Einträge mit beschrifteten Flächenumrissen

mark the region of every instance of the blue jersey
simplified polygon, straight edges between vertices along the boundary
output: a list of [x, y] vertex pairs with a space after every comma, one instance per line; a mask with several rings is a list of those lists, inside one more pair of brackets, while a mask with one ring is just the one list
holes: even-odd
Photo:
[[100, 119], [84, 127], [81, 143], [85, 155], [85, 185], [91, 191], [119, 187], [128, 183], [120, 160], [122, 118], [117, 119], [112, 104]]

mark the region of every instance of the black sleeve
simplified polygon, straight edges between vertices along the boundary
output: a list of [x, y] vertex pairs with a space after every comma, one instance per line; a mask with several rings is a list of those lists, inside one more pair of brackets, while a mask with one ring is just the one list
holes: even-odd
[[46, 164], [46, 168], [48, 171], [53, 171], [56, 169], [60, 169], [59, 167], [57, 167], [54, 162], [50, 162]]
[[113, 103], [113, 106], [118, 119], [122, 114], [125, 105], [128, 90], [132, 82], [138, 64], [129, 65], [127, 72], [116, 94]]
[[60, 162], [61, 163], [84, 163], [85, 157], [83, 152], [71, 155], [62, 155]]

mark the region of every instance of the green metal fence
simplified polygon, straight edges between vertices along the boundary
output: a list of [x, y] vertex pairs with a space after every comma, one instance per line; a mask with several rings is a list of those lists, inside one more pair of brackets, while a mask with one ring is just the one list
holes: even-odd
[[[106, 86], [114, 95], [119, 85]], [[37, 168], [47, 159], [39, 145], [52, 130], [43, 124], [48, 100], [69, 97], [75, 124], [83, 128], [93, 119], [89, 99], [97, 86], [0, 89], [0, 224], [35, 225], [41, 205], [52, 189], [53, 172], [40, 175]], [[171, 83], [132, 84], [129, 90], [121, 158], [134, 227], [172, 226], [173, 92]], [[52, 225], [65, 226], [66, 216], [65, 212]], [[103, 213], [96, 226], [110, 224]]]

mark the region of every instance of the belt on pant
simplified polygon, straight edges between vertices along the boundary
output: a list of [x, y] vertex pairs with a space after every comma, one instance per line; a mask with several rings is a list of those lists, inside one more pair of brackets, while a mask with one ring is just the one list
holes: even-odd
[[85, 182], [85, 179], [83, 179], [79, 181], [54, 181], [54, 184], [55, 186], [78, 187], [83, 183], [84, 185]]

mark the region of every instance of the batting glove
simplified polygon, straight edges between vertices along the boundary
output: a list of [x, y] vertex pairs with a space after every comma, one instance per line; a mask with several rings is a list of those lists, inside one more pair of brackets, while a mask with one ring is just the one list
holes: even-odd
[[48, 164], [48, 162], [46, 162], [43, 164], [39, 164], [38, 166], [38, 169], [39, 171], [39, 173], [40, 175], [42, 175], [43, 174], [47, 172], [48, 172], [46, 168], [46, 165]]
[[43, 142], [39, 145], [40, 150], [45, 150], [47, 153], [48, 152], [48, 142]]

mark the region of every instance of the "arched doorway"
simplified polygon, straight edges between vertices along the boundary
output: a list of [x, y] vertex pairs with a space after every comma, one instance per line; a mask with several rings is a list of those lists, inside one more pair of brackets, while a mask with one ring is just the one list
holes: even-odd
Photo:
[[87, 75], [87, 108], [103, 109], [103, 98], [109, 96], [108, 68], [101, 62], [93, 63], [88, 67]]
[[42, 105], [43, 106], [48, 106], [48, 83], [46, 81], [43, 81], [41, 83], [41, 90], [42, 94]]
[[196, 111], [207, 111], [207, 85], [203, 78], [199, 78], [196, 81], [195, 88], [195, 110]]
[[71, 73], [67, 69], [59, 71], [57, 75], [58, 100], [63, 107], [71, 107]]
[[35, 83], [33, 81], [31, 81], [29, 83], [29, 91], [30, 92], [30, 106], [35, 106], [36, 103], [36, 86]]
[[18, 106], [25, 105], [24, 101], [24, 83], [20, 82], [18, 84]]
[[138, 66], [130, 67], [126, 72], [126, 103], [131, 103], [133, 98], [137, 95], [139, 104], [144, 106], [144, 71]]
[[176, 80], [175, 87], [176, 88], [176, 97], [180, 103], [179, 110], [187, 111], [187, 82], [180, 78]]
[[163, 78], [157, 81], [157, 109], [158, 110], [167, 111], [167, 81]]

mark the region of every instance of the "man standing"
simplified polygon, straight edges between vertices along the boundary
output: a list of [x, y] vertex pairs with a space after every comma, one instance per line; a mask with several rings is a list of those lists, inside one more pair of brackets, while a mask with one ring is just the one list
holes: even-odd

Gestellte Aufgabe ::
Ersetze „even-odd“ durch „nonzero“ und gib dabei die Zeilen ab der Zeile mit „mark the region of every instance of the green“ bis einschließlich der Zeile mit „183], [84, 185]]“ erneut aus, ohne sonst etwas zu ändern.

Lösung der Aufgabe ::
mark the region of every instance of the green metal fence
simplified polygon, straight edges between vertices along the boundary
output: a list of [x, y] vertex pairs with a space after every comma, one instance per line; a mask with several rings is a list of those lists, inside one more pair of brackets, while a mask with one ring is just the one list
holes: nonzero
[[[106, 86], [114, 95], [119, 85]], [[37, 168], [47, 159], [39, 145], [52, 130], [43, 124], [48, 100], [69, 97], [75, 124], [83, 128], [93, 119], [89, 99], [97, 86], [0, 89], [0, 224], [35, 225], [41, 205], [52, 189], [53, 172], [40, 175]], [[171, 83], [132, 84], [129, 90], [121, 158], [134, 227], [172, 226], [173, 92]], [[52, 225], [65, 226], [66, 216], [65, 212]], [[103, 213], [96, 226], [110, 224]]]

mark the region of every instance of the belt on pant
simplified polygon, straight edges between vertices along the boundary
output: a list of [x, y] vertex pairs with a space after every comma, one instance per line; a mask with several rings is a list of those lists, inside one more pair of brackets, while a mask with one ring is just the one list
holes: nonzero
[[85, 182], [85, 179], [83, 179], [79, 181], [54, 181], [54, 184], [55, 186], [78, 187], [83, 183], [84, 185]]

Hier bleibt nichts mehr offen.